Aim 1:
Answer these questions about the forum thread:
(a) Which position does the opening post say Steve Francis cannot play?
(b) How many inches does Enigma say Francis has on AI?
(c) Which running game does Mr. Hobbes say he likes?

Extract:
⟨

# Francis or Nelson?



## Mr. Hobbes (Jul 1, 2005)

Ok, I haven't seen any polls like this yet, and I want to know who would you guys want- Francis or Nelson.

*Question: Who would you want on the Orlando Magic? * 

(Steve Francis cannot play SG, and this assumes one of them has to start, and the other has to go)


----------



## kamego (Dec 29, 2003)

I took Nelson here just because I don't believe Francis can lead a team to victory. The only SG his size is AI and he doesn't have the heart or hustle AI has to make it work.


----------



## Enigma (Jul 16, 2002)

kamego said:


> I took Nelson here just because I don't believe Francis can lead a team to victory. The only SG his size is AI and he doesn't have the heart or hustle AI has to make it work.


Francis has three or four inches on AI. He also has plenty of heart and hustle, he's right up there with Iverson in that category. Steve's problem centers around his poor basketball IQ and his sense of primacy.


----------



## Chalie Boy (Aug 26, 2002)

My question is if DAVID FREAKIN WESLEY can play SG, then why can't Stevie?!?!?!?!?!?!?!?!?!!!!!!!!!!!!!!!!!!!!


----------



## orlmagicmnvikings (Jun 16, 2005)

Are you kidding me? Everyone would have to pick Francis! There is no denying that Jameer has alot of talent but as of right now Jameer's talent is nowhere near Steve-O's. I hope we start Jameer at PG, Francis at SG, Hill at SF, Howard at PF, and Battie/Cato/DeClerq at C


----------



## patrick_wandalowski (Aug 5, 2003)

francis is the greater talent; nelson is the better teammate and leader.


----------



## Mr. Hobbes (Jul 1, 2005)

Oh, I voted Francis from what I've seen- I like the Francis-Howard running game


----------



## Bron_Melo_ROY (Apr 12, 2004)

⟩

Aim 2: From the records below, reproduce the stretch from the line containing "find front grille" through the line containing "(51, 0), (146, 116)", character for character.

Listed entries:
⟨

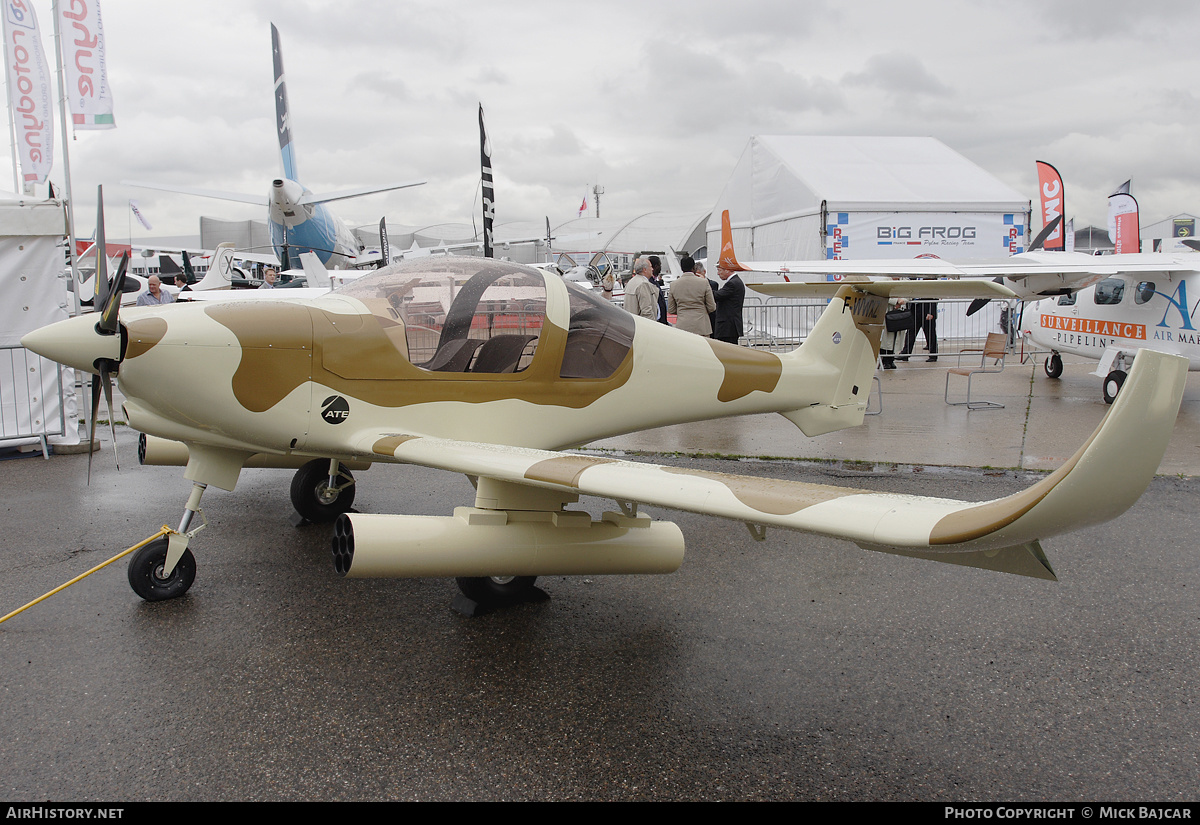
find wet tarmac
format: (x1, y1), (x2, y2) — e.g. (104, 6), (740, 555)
(0, 352), (1200, 801)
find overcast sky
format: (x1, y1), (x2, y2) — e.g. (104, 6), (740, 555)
(18, 0), (1200, 237)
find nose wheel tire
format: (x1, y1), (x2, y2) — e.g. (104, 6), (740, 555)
(455, 576), (538, 606)
(1104, 369), (1126, 404)
(1043, 353), (1062, 378)
(292, 458), (354, 524)
(128, 538), (196, 602)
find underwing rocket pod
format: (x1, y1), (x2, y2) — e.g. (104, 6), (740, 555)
(334, 507), (684, 578)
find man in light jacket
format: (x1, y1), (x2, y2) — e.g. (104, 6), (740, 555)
(667, 255), (716, 337)
(625, 258), (659, 321)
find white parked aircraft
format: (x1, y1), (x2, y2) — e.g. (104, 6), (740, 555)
(121, 24), (425, 269)
(1019, 263), (1200, 404)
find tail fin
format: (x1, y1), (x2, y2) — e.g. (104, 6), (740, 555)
(271, 23), (300, 182)
(781, 284), (888, 438)
(716, 210), (749, 272)
(300, 252), (332, 289)
(192, 243), (234, 291)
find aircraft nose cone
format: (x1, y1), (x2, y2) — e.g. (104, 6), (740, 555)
(20, 313), (121, 373)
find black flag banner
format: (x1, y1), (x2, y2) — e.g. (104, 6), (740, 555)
(479, 103), (496, 258)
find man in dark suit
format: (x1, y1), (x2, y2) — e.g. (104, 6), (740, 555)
(900, 297), (937, 361)
(713, 269), (746, 344)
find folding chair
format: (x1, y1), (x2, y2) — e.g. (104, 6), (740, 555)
(944, 332), (1008, 410)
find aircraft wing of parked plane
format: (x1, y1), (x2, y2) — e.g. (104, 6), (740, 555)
(718, 211), (1200, 300)
(22, 190), (1187, 603)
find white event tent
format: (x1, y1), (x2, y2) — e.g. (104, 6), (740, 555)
(707, 136), (1030, 260)
(0, 193), (71, 453)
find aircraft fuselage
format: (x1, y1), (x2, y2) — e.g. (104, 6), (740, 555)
(1021, 272), (1200, 371)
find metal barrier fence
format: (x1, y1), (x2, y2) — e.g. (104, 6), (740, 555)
(742, 295), (1008, 350)
(0, 347), (66, 458)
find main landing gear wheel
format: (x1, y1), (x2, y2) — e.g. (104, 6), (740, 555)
(455, 576), (538, 607)
(1043, 353), (1062, 378)
(292, 458), (354, 524)
(128, 537), (196, 602)
(1104, 369), (1126, 404)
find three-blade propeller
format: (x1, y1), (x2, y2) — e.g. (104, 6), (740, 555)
(88, 186), (130, 484)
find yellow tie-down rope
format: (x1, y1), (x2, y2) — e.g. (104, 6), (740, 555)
(0, 524), (175, 624)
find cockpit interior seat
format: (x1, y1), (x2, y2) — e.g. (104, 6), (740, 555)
(470, 335), (538, 373)
(418, 338), (484, 373)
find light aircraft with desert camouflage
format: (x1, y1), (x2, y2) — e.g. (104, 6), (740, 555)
(23, 195), (1187, 606)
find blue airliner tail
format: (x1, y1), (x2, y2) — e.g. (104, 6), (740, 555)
(271, 23), (300, 182)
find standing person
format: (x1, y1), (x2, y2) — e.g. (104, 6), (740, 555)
(667, 255), (716, 338)
(625, 258), (659, 321)
(880, 297), (912, 369)
(138, 275), (175, 307)
(713, 267), (746, 345)
(900, 297), (937, 361)
(648, 255), (671, 326)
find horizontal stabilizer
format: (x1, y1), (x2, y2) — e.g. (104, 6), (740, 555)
(121, 181), (269, 206)
(746, 278), (1016, 299)
(299, 181), (425, 206)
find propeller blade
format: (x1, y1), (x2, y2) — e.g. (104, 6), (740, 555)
(91, 186), (109, 309)
(96, 252), (130, 335)
(99, 359), (121, 471)
(379, 216), (391, 269)
(1027, 215), (1062, 249)
(967, 278), (1004, 318)
(88, 375), (100, 484)
(967, 297), (991, 318)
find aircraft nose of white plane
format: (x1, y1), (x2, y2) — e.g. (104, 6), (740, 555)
(20, 313), (121, 373)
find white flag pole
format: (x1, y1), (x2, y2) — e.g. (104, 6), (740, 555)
(50, 0), (79, 299)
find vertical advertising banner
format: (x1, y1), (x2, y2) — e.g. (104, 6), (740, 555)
(4, 0), (54, 192)
(479, 103), (496, 258)
(1037, 161), (1066, 249)
(1109, 194), (1141, 254)
(59, 0), (116, 130)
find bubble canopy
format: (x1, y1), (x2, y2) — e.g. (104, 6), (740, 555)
(336, 255), (634, 379)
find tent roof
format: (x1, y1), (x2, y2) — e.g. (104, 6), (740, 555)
(709, 134), (1030, 228)
(0, 192), (67, 236)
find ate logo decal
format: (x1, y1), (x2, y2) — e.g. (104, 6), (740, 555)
(320, 396), (350, 424)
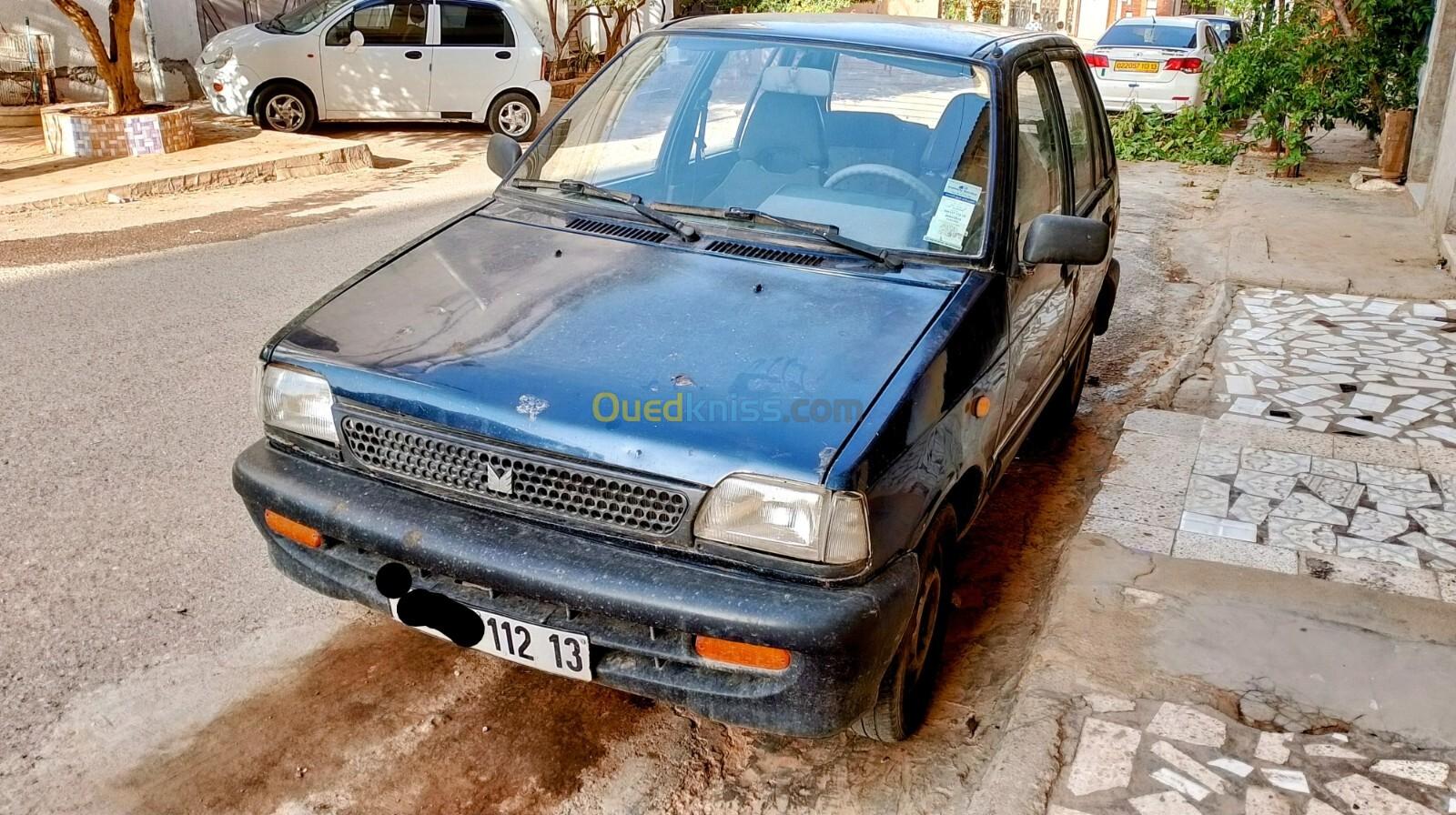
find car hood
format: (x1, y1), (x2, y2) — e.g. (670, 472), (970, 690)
(198, 24), (278, 63)
(272, 214), (949, 485)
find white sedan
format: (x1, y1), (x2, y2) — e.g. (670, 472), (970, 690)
(1087, 17), (1223, 114)
(197, 0), (551, 138)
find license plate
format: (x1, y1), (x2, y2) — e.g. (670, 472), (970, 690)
(389, 599), (592, 682)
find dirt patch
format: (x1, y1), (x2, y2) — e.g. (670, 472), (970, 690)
(118, 621), (653, 815)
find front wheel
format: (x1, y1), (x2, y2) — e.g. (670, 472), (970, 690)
(850, 507), (956, 742)
(486, 93), (536, 141)
(1032, 327), (1092, 439)
(253, 85), (318, 133)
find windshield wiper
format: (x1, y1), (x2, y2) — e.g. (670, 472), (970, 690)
(653, 204), (905, 269)
(511, 179), (699, 240)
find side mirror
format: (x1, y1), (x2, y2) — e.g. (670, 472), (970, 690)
(1021, 214), (1112, 267)
(485, 133), (521, 177)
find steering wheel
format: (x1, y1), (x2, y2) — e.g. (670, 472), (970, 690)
(824, 165), (941, 208)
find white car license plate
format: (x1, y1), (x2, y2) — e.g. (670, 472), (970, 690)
(389, 599), (592, 682)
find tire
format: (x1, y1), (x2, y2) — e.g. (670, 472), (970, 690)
(253, 83), (318, 133)
(1032, 327), (1092, 439)
(485, 92), (536, 141)
(849, 507), (956, 742)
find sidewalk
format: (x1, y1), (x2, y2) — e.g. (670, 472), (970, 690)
(0, 107), (374, 213)
(970, 131), (1456, 815)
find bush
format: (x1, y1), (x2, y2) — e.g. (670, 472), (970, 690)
(1114, 0), (1432, 175)
(1112, 107), (1242, 165)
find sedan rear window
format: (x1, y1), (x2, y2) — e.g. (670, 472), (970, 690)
(1097, 24), (1198, 48)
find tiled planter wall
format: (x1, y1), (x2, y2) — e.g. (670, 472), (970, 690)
(41, 105), (194, 158)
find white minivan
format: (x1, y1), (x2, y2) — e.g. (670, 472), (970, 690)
(197, 0), (551, 138)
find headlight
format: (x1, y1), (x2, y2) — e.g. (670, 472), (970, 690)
(693, 475), (869, 563)
(257, 362), (339, 444)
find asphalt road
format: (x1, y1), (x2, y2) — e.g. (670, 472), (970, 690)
(0, 160), (1217, 812)
(0, 176), (479, 812)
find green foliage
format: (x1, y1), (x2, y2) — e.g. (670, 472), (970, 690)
(1116, 0), (1432, 173)
(1112, 107), (1240, 165)
(743, 0), (854, 15)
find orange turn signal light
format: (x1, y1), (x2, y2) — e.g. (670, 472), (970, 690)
(264, 509), (323, 548)
(693, 636), (791, 671)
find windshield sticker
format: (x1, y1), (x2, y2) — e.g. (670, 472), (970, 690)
(925, 179), (981, 250)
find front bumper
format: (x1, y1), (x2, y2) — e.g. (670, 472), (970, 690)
(1097, 75), (1203, 114)
(233, 441), (919, 737)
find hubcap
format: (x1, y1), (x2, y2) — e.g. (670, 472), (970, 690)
(495, 102), (531, 136)
(264, 93), (303, 133)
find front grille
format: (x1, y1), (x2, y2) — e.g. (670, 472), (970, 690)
(342, 417), (687, 536)
(566, 218), (667, 243)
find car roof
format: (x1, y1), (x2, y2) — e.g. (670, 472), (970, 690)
(664, 15), (1072, 58)
(1112, 16), (1198, 27)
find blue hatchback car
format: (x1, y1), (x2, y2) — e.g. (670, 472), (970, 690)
(233, 15), (1118, 740)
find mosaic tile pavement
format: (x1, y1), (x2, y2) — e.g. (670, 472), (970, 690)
(1082, 410), (1456, 602)
(1046, 694), (1456, 815)
(1214, 288), (1456, 446)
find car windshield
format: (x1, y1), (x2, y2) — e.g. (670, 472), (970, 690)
(514, 34), (990, 255)
(258, 0), (349, 34)
(1097, 24), (1198, 48)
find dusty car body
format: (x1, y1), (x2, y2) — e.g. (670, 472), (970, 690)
(233, 15), (1118, 740)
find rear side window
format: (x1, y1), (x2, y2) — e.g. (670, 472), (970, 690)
(1097, 24), (1198, 48)
(329, 3), (427, 45)
(440, 3), (515, 46)
(1016, 68), (1061, 229)
(1051, 61), (1099, 202)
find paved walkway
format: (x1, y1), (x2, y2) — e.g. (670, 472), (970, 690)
(0, 106), (373, 213)
(1048, 694), (1456, 815)
(1082, 410), (1456, 602)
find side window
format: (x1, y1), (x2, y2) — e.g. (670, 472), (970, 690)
(440, 3), (515, 46)
(703, 48), (774, 156)
(328, 3), (427, 46)
(1051, 60), (1102, 204)
(1016, 68), (1061, 240)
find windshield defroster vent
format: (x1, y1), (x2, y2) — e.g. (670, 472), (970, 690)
(566, 218), (667, 243)
(708, 240), (824, 267)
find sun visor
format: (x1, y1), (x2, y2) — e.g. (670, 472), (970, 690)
(763, 65), (832, 96)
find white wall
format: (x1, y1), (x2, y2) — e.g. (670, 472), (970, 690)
(0, 0), (202, 100)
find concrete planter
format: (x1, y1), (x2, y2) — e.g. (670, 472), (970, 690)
(41, 105), (194, 158)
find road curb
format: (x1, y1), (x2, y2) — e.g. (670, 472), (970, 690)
(0, 141), (374, 214)
(966, 693), (1072, 815)
(1146, 282), (1239, 409)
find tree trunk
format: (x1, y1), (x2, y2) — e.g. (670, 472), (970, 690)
(51, 0), (146, 116)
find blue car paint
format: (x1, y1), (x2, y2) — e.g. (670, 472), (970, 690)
(272, 209), (952, 486)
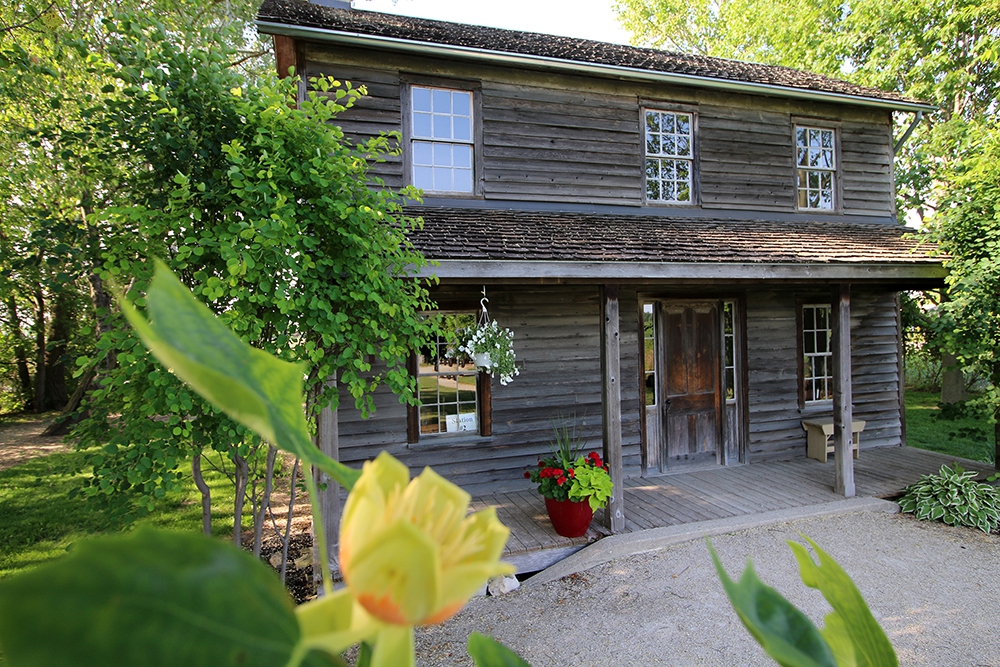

⟩

Worked solution 1:
(a) SG
(b) Three or four inches
(c) The Francis-Howard running game

Worked solution 2:
find front grille
format: (x1, y1), (x2, y2) — e.g. (670, 472), (970, 690)
(342, 417), (687, 536)
(566, 218), (667, 243)
find car roof
format: (x1, y1), (x2, y2) — e.g. (670, 472), (970, 690)
(664, 15), (1072, 58)
(1112, 16), (1198, 27)
find blue hatchback car
format: (x1, y1), (x2, y2) — e.g. (670, 472), (970, 690)
(233, 15), (1118, 740)
find mosaic tile pavement
format: (x1, y1), (x2, y2) — e.g. (670, 472), (970, 690)
(1082, 410), (1456, 602)
(1046, 694), (1456, 815)
(1214, 288), (1456, 446)
find car windshield
format: (x1, y1), (x2, y2) — e.g. (670, 472), (970, 690)
(514, 34), (990, 255)
(258, 0), (349, 34)
(1097, 24), (1198, 48)
find dusty car body
format: (x1, y1), (x2, y2) — e.g. (670, 472), (970, 690)
(233, 15), (1118, 740)
find rear side window
format: (x1, y1), (x2, y2) — e.g. (670, 472), (970, 690)
(1097, 24), (1198, 48)
(329, 3), (427, 45)
(440, 3), (515, 46)
(1016, 68), (1061, 229)
(1051, 61), (1099, 202)
find paved walkway
format: (x1, y1), (x2, y2) — e.g. (670, 472), (970, 690)
(0, 106), (373, 213)
(1048, 694), (1456, 815)
(1082, 410), (1456, 602)
find side window
format: (x1, y1), (x2, y2) — e.g. (670, 472), (970, 690)
(440, 3), (515, 46)
(703, 48), (774, 156)
(328, 3), (427, 46)
(1051, 60), (1102, 204)
(1016, 68), (1061, 240)
find windshield defroster vent
format: (x1, y1), (x2, y2) — e.g. (670, 472), (970, 690)
(566, 218), (667, 243)
(708, 240), (824, 267)
find sun visor
format: (x1, y1), (x2, y2) — e.g. (670, 472), (970, 690)
(763, 65), (832, 96)
find white wall
format: (x1, y1), (x2, y2) — e.g. (670, 472), (970, 690)
(0, 0), (202, 100)
find concrete planter
format: (x1, y1), (x2, y2) — e.g. (670, 472), (970, 690)
(41, 105), (194, 158)
find road curb
format: (x1, y1), (x2, y2) — e.g. (670, 472), (970, 690)
(0, 141), (374, 214)
(966, 693), (1072, 815)
(1146, 282), (1239, 409)
find tree trunk
format: (x1, y1), (x2, y2) — e.g. (670, 472), (970, 690)
(51, 0), (146, 116)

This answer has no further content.